## TO DO:
Copy out the complete listing, word for word.
Start of Block
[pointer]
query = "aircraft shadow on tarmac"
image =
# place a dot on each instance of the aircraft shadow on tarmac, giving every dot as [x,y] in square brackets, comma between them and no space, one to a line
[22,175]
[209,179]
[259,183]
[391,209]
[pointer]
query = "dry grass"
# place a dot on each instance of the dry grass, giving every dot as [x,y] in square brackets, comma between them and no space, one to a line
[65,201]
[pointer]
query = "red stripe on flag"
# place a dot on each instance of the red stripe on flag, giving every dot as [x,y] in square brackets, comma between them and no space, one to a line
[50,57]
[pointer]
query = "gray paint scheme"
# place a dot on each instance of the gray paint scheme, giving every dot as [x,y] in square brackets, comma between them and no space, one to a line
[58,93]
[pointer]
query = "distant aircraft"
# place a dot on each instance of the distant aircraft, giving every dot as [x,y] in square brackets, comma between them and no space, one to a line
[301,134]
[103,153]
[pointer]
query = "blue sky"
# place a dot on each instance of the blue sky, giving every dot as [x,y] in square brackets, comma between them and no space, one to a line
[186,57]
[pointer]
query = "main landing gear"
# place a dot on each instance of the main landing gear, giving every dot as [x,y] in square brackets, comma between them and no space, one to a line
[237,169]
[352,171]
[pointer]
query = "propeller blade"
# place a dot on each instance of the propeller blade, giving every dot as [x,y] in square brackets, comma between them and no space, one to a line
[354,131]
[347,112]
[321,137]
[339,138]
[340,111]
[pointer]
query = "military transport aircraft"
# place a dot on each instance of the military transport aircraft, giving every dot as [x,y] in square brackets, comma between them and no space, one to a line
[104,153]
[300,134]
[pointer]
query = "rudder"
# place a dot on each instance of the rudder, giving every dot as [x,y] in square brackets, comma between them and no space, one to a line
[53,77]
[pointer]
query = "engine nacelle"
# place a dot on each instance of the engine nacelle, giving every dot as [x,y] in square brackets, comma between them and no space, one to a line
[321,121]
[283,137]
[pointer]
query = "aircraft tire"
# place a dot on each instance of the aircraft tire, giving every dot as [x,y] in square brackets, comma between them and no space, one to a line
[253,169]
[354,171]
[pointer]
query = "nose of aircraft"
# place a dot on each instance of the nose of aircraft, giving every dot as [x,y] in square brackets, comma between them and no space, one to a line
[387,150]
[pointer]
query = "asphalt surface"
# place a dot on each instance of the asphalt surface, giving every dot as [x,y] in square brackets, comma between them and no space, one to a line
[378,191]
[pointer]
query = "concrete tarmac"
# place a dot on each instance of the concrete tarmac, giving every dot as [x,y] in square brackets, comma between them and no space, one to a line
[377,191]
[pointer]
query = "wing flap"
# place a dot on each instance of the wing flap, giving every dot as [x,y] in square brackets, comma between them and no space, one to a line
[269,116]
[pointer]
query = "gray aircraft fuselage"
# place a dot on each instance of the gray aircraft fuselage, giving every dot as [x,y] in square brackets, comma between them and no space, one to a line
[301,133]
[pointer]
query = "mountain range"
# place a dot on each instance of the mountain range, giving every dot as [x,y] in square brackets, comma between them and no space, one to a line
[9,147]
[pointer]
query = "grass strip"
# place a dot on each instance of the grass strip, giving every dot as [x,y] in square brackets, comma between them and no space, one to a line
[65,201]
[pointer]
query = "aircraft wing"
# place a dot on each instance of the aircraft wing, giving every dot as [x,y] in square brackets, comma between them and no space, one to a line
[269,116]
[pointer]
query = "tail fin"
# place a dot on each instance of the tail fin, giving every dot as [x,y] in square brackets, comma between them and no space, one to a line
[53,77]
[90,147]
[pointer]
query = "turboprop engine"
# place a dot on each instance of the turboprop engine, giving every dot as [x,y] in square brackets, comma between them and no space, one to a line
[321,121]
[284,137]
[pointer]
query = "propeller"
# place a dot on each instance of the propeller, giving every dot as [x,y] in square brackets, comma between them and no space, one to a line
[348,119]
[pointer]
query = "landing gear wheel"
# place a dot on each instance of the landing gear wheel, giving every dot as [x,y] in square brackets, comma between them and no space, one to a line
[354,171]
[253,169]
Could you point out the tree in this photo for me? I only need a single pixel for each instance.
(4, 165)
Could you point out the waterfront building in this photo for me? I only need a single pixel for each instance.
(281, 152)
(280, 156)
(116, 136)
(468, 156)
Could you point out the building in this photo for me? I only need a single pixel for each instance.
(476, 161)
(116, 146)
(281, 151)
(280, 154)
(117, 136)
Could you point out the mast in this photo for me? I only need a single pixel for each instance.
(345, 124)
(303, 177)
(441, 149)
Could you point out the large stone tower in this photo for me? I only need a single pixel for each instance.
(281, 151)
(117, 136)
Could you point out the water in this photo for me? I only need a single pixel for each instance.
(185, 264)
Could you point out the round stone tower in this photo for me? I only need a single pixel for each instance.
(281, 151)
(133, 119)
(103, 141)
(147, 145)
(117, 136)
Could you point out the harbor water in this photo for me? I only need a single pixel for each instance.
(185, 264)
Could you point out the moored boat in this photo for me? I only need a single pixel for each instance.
End of Block
## EXPECTED OUTPUT:
[pointer]
query = "aircraft shadow on tarmac"
image =
# place a dot on each instance of the aircraft shadow on tarmac, giving every dot as [x,y] in square brackets, comma between them and no space, one to a line
[22,175]
[209,179]
[259,183]
[391,209]
[pointer]
query = "dry grass"
# place a dot on each instance of the dry grass, giving every dot as [x,y] in square brackets, comma between them and no space, one to a line
[65,201]
[pointer]
query = "red stripe on flag"
# place a dot on each instance of the red stripe on flag, giving every dot as [x,y] in square brackets, comma between them and no space, one to a line
[50,57]
[pointer]
query = "gray paint scheme"
# place a dot on each instance of the gray paint scheme, giving every dot as [x,y] in square brackets, comma between them and no space, one to a line
[58,93]
[pointer]
query = "distant aircraft"
# place a dot on each instance of the distant aircraft, giving every dot as [x,y] in square brackets, comma between them and no space, one to a line
[301,134]
[103,153]
[pointer]
query = "blue sky"
# place a dot on each instance of the blue sky, giving every dot as [x,y] in square brackets, comma between them and no space, one to a line
[186,57]
[pointer]
query = "main landing gear"
# place a dot on each instance of the main landing gear, giving every dot as [x,y] in square brackets, comma between them and no space, one to a line
[237,169]
[352,171]
[pointer]
query = "propeller blade"
# place a dot on each instance of the propeller blade, giving every dot as [x,y] in square brackets, comma between them and no space, one to a line
[354,131]
[347,112]
[321,137]
[339,138]
[340,111]
[pointer]
query = "military transport aircraft"
# place a dot on each instance of the military transport aircraft, giving every dot as [x,y] in square brackets, comma between them and no space, one to a line
[104,153]
[300,134]
[pointer]
query = "rudder"
# place a dot on each instance of the rudder, giving every dot as [x,y] in square brackets, comma between them and no space, one to a line
[53,77]
[pointer]
query = "engine nacelle"
# place a dot on each instance of the engine nacelle, giving every dot as [x,y] in square brackets, comma between them and no space, one to a line
[321,121]
[283,137]
[pointer]
query = "aircraft tire"
# place a dot on each instance of the aircraft tire, giving every dot as [x,y] in square brackets, comma between them and no space, one to a line
[253,169]
[354,171]
[pointer]
query = "nose of aircraft"
# place a dot on each instance of the nose of aircraft, giving every dot as [x,y] in square brackets, comma between them and no space, one to a line
[387,150]
[pointer]
query = "asphalt surface"
# place a dot on each instance of the asphalt surface, giving every dot as [x,y] in square brackets, comma between them and no space, one to a line
[378,191]
[pointer]
query = "concrete tarmac"
# place a dot on each instance of the concrete tarmac, giving every dot as [x,y] in square brackets, comma between them and no space, one to a line
[377,191]
[pointer]
query = "wing flap"
# place a dot on each instance of the wing flap, giving every dot as [x,y] in square brackets, comma between them and no space, one to a line
[269,116]
[pointer]
query = "gray aircraft fuselage"
# place a dot on each instance of the gray aircraft fuselage, giving every dot as [x,y] in square brackets, comma between them and no space, one to a line
[301,133]
[pointer]
query = "mountain range"
# place a dot on each instance of the mountain range, giving every dot as [x,y] in square brackets, comma between them and no space, one to a line
[9,147]
[pointer]
query = "grass strip"
# place a dot on each instance of the grass strip, giving every dot as [x,y] in square brackets, comma between them and no space, one to a line
[65,201]
[pointer]
query = "aircraft wing"
# place a dot on each instance of the aircraft wing, giving every dot as [x,y] in square brackets, comma between them and no space, one to a line
[269,116]
[pointer]
query = "tail fin"
# place a dot on each instance of the tail fin, giving every dot as [x,y] in square brackets, comma between them and no space, one to a line
[53,77]
[90,147]
[pointer]
query = "turboprop engine"
# place a dot on each instance of the turboprop engine, giving every dot as [x,y] in square brackets, comma between them and no space, one to a line
[321,121]
[284,137]
[pointer]
query = "propeller"
# place a dot on each instance of the propeller, giving every dot as [x,y] in square brackets, comma between them and no space, one to a line
[348,119]
[pointer]
query = "landing gear wheel"
# place a dot on each instance of the landing gear wheel, giving every dot as [x,y] in square brackets, comma between them and no space, one to a line
[354,171]
[253,169]
Could you point out the tree in this photo for me? I only need a single pixel for each instance.
(4, 165)
Could you point out the waterfront building in this photo for me? I only need a single pixel for each instance.
(281, 152)
(280, 156)
(116, 136)
(468, 156)
Could you point out the building in this photo for me? I only need a single pixel for each instance.
(476, 161)
(116, 146)
(281, 151)
(280, 154)
(117, 136)
Could you point out the mast in this photo for me? I only need a single pixel for each instance.
(345, 124)
(303, 177)
(441, 149)
Could you point out the large stone tower in this photo for me? I only need a single pixel for each instance.
(281, 151)
(117, 136)
Could you point out the water in this photo for me? I only need a single pixel for each instance.
(185, 264)
Could you point out the round stone tower in this photo for me? I only need a single pixel for each instance.
(281, 151)
(133, 119)
(103, 141)
(147, 145)
(117, 136)
Could you point out the harbor water in this photo for me? I only need a single pixel for each instance.
(185, 264)
Could you point out the moored boat in this photo for me? I only need a single pixel for each instance.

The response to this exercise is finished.